- WORK REQUIRED
Would you retype the listing below word for word, without any of its pictures?

=== DATA PROVIDED ===

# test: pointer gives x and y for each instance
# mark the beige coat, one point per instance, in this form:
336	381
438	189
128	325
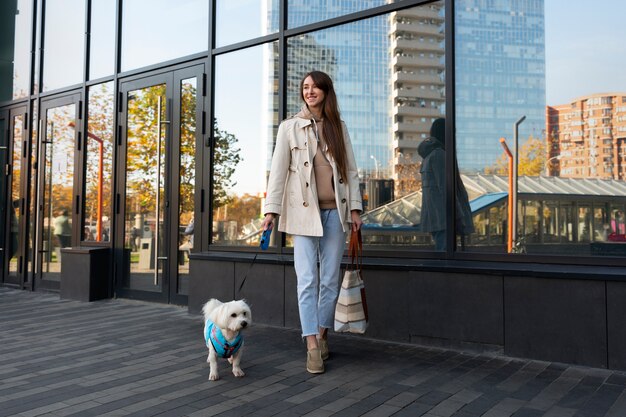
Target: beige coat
291	189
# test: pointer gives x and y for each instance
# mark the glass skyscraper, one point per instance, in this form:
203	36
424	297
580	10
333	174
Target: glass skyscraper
500	76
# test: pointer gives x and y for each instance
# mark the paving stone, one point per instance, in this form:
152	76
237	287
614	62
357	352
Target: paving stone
121	357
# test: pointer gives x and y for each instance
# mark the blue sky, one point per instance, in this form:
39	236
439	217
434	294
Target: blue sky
584	49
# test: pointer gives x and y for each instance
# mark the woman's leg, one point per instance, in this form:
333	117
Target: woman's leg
305	249
331	248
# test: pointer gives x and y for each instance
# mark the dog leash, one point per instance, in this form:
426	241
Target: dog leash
246	276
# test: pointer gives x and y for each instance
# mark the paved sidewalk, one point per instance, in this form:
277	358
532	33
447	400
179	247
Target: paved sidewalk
122	357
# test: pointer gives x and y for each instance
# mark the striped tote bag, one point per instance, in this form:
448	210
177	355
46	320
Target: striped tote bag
351	309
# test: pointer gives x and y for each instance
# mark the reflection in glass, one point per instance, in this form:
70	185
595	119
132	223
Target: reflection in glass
187	179
58	183
159	30
519	62
306	12
15	46
238	21
64	44
397	58
102	39
243	150
145	188
17	136
98	164
32	208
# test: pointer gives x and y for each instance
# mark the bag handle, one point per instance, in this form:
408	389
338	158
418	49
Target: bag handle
355	249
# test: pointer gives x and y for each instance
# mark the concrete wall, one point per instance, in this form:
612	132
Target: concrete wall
577	320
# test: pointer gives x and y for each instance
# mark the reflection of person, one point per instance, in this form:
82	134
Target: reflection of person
189	232
134	239
617	224
62	229
314	187
15	228
433	216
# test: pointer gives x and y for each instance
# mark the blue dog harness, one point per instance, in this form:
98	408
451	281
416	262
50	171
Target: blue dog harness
223	347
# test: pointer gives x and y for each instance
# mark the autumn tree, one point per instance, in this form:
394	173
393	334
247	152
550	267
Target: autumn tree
531	159
226	157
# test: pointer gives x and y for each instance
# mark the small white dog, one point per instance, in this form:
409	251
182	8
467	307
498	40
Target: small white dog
223	323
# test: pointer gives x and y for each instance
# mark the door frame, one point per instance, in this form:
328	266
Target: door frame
73	97
171	78
7	142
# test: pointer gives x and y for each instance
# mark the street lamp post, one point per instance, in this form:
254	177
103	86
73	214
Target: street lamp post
375	164
547	167
515	162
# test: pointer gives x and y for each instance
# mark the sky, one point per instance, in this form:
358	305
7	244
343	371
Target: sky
584	55
584	49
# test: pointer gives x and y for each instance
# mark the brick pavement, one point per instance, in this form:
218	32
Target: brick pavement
122	357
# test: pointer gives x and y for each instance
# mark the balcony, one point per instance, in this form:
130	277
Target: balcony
406	144
420	13
430	79
425	94
417	111
415	128
417	61
416	28
416	45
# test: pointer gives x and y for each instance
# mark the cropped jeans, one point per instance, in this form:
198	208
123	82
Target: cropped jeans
318	293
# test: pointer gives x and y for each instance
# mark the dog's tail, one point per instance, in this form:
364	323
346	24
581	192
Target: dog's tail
209	306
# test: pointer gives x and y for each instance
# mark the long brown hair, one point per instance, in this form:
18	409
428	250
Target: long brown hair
333	133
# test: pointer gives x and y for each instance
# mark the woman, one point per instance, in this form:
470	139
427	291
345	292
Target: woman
314	187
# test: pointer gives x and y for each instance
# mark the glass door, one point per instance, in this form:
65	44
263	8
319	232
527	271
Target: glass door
13	151
156	199
59	205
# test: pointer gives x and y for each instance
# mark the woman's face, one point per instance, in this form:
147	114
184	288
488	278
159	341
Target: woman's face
313	96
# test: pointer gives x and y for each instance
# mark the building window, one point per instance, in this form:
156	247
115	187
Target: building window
98	164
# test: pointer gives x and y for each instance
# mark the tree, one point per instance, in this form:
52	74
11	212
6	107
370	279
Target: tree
225	159
531	159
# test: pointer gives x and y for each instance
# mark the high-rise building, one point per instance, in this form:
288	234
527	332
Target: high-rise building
500	76
356	57
587	137
418	86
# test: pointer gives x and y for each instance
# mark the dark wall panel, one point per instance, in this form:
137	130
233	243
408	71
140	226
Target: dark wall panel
456	307
386	294
616	320
263	290
210	279
556	320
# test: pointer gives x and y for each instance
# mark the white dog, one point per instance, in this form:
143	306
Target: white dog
223	323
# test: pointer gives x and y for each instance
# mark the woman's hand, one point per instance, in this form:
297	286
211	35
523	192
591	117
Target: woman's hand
356	220
268	221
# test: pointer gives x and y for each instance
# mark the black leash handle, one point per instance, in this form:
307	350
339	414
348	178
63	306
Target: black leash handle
246	276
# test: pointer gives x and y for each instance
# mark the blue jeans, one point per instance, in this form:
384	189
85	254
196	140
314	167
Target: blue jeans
317	293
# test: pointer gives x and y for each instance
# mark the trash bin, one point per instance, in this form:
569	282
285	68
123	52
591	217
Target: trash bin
146	253
85	273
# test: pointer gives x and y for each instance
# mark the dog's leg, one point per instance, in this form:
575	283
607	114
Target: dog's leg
235	360
212	360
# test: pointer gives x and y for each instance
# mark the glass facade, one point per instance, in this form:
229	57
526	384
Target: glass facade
102	39
16	18
431	130
63	44
500	77
161	30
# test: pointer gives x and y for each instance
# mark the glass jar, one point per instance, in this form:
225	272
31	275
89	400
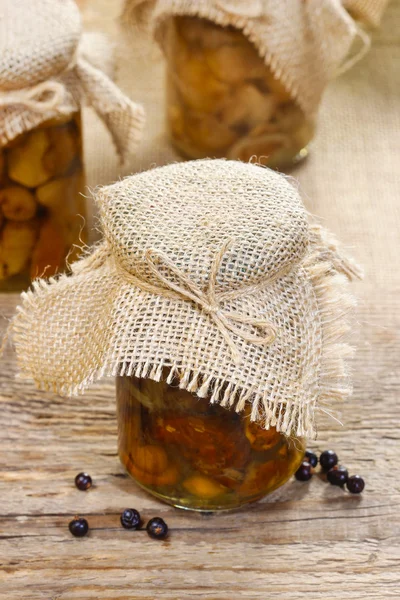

===

- YOUR SOLUTION
# test: pointer gives x and y for each instance
# mark the beige coat, one point per instance, in this form:
336	381
438	189
128	325
Target: beige coat
291	189
# test: pointer gives x and y for each instance
# mark the glass skyscraper, one point per instance, in this form:
203	36
424	297
580	10
333	174
Target: glass skyscraper
500	76
# test: pointer gives x and y for each instance
# mark the paving stone, one point per instance, in this form:
152	76
237	287
614	62
357	352
Target: paving stone
121	357
# test: pointer gives x and y for each instance
# mark the blue sky, one point per instance, in this form:
39	236
439	217
434	294
Target: blue sky
584	49
# test: pointer gives x and y for each instance
# mark the woman's leg, one point per instance, in this form:
333	117
Target: woman's leg
305	249
331	248
# test: pointer gives x and y for each instance
# mark the dog leash, one point per instance, in this form:
426	241
Target: dog leash
246	276
# test: pointer gives x and y for each instance
# mark the paved sidewalk, one point per instance, in this form:
277	358
532	33
447	400
179	247
Target: paved sidewalk
122	357
# test: pointer gives x and y for each instance
# mark the striped tote bag, one point per instance, in this form:
448	210
177	355
46	320
Target: striped tote bag
351	309
# test: pointer gives x and y for each instance
# mark the reflection in glass, one point per instance, in this form:
70	185
595	119
132	223
Target: reflection in glass
187	179
58	183
159	30
519	62
306	12
15	46
238	21
64	44
397	58
102	39
243	150
145	188
17	136
98	164
32	208
# test: pointer gives x and y for each instance
# mark the bag handle, one point per instance, in this form:
408	389
338	158
418	49
Target: bag handle
355	249
# test: pointer gives x and y for each instance
# mark the concrete wall, one point per instance, in this form:
612	132
Target: concrete wall
577	320
# test: pointer gives x and y for each instance
# mark the reflection of person, one point per instance, in this form:
82	134
Target: reflection of person
189	232
134	239
617	224
62	229
314	187
15	228
433	216
# test: pointer gives x and y for each instance
# mark the blue dog harness, one point per instance, in this form:
98	408
451	281
416	262
50	171
Target: blue dog harness
223	347
# test: pointer gives x and y for each instance
# mark the autumn tree, one point per instance, in this form:
394	173
393	334
247	152
550	267
Target: autumn tree
531	159
226	157
# test: pointer gives x and y for each instance
# mark the small white dog, one point per instance, in this form:
409	251
182	8
467	307
498	40
Target: small white dog
223	323
# test: pointer gives x and y for each instance
# mark the door frame, one point per instance, in this form:
328	266
Target: door frame
73	97
171	78
7	142
# test: pointer gives x and y for each instance
# mark the street lamp post, one point per instance, in this form:
254	177
103	86
73	214
Target: street lamp post
375	164
547	167
515	162
# test: pointer gives x and y for each instance
# mark the sky, one point per instance, in this form:
358	305
7	244
343	371
Target: sky
584	55
584	49
# test: pointer gives x and y for each instance
# mark the brick pavement, one point per instance, in this form:
218	32
Target: brick pavement
122	357
# test: pointer gives x and y for each instance
# mark the balcony, one point per instance, in this form:
130	277
Target: balcony
406	144
420	13
430	79
425	94
417	111
415	128
417	61
416	28
416	45
# test: pointer gives x and y for each instance
# mark the cropped jeans, one point per instance, in this form:
198	208
123	82
Target: cropped jeans
318	293
# test: pointer gives x and y for each instance
# mark the dog's tail, one point per instance, in this form:
364	323
346	24
581	192
Target: dog's tail
209	306
# test: pointer gives x and y for each instance
# mark the long brown hair, one point per instance, in this form:
18	409
428	250
Target: long brown hair
333	133
# test: pointer gives x and y for each instance
# mark the woman, one point per instance, in this form:
470	139
427	291
345	292
Target: woman
314	187
# test: pointer gives x and y for each instance
# mark the glass door, one point per instance, in this form:
65	44
263	8
319	232
527	271
Target: glass door
13	151
156	199
59	205
# test: pointer gives x and y for each instance
# mark the woman's face, one point per instance, in this form:
147	114
184	288
488	278
159	341
Target: woman's face
313	96
# test: pointer gives x and y for each instance
# mark the building window, one point per instance, in this form:
156	247
115	187
Target: building window
98	164
# test: pointer gives x and y for each instance
# mark the tree, one point per instance, in this form:
52	74
11	212
6	107
370	279
Target: tree
225	159
531	159
# test: pointer gives x and y for each instance
# mark the high-rise building, one point per instance, in this form:
288	234
527	332
Target: high-rise building
500	76
356	57
587	137
418	86
# test: pointer gives x and y for each instance
# mark the dark wall panel, one point per instance, in this form:
137	130
233	243
408	71
140	226
Target: dark wall panel
456	307
386	294
616	320
263	290
210	279
556	320
# test: pointer gives x and y for each instance
# mark the white dog, one point per instance, in this form:
143	306
Target: white dog
223	323
# test: pointer gives x and y for each instance
# mark the woman's hand, one point per instance, in this form:
297	286
211	35
523	192
591	117
Target: woman's hand
356	220
268	221
# test: pointer gives x and y for each instance
# mark the black leash handle, one point per instance, in this form:
307	350
339	414
348	178
63	306
Target: black leash handle
246	276
# test: pointer gives x and y for each instance
# mark the blue jeans, one point per instance, in this form:
384	189
85	254
196	140
314	167
Target: blue jeans
317	293
# test: pointer gives x and y for each instance
# mark the trash bin, one point per instance, in this form:
569	282
285	68
123	52
591	217
Target: trash bin
146	253
85	273
# test: pointer gives x and y for each instance
# mark the dog's leg, one point per instance, in this form:
575	283
607	114
Target: dog's leg
235	360
212	360
# test: pointer gives x and y for each instance
# mark the glass facade, one point per instance, in this form:
229	57
526	384
Target: glass facade
102	39
16	18
431	130
63	44
500	77
161	30
# test: pointer gives x and y for each instance
# mark the glass jar, one point per instance, in this form:
225	272
31	275
89	400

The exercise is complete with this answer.